Exercise description —
Output the lines of the entries below as a JSON list of strings, one string per line and no blank lines, from the line containing "Objective — one point on each instance of the white" through the last line of the entries, both included. Leave the pictures out of the list.

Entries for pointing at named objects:
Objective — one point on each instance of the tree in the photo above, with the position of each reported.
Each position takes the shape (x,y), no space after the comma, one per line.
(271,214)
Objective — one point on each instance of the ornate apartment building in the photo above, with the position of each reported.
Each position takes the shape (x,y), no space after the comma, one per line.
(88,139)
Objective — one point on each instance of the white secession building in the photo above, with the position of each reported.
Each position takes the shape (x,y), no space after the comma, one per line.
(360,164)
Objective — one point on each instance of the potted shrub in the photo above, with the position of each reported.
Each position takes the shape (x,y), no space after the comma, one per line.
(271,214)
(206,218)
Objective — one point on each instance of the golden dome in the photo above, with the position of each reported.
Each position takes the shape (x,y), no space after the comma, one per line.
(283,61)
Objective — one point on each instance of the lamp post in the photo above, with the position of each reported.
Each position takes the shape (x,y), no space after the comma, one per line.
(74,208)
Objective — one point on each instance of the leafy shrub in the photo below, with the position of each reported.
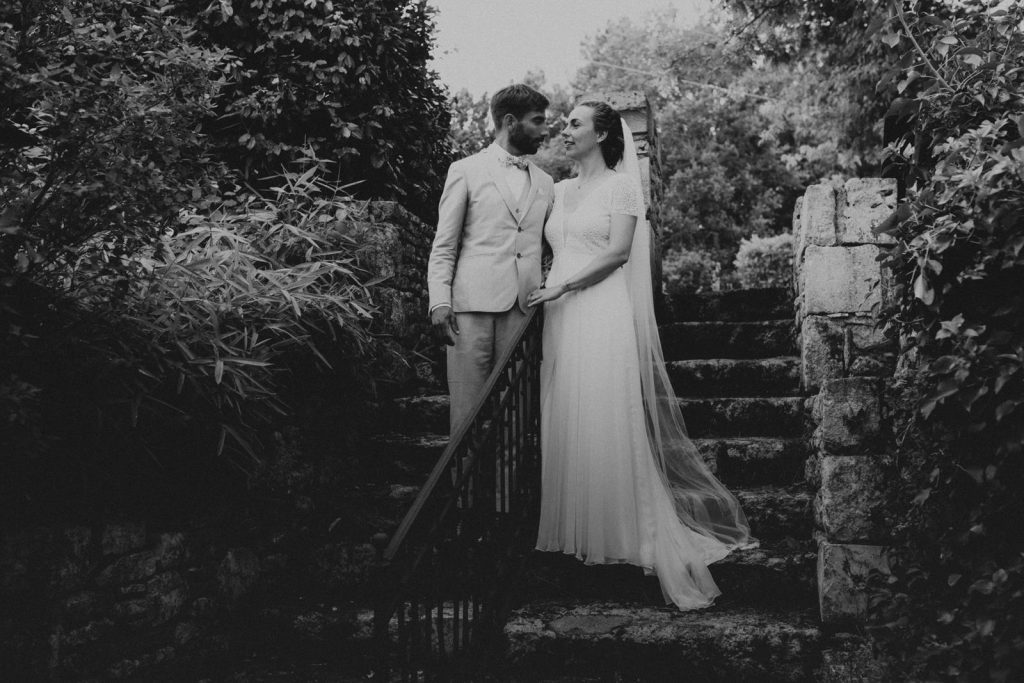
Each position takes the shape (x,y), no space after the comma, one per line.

Task result —
[
  "Objective — one point on each instance of the white secession building in the photo above, with the position of each reported.",
  "Each position takes the shape (x,y), no space after the comma, one per line.",
  "(360,164)",
  "Objective — one point on each instance of the potted shrub in the photo above, with the position of each reported.",
  "Each position takes the shape (x,y), no space after the comma, one per line.",
  "(271,214)",
  "(206,218)",
  "Objective — one point on each instance of the golden dome in the photo above, with the position of each reported.",
  "Each position takes the shape (x,y), no space after the comma, one per line.",
  "(283,61)",
  "Objective — one point on each instance of the lamp post in the photo above, with the position of each reported.",
  "Each position takes the shape (x,y), no space after the comma, one per line.",
  "(74,208)",
  "Objective — one point on each instance of the leafy shrub in the photo below, with the position of each reported.",
  "Each position takes the shape (x,y), no space after the comma, one per line."
]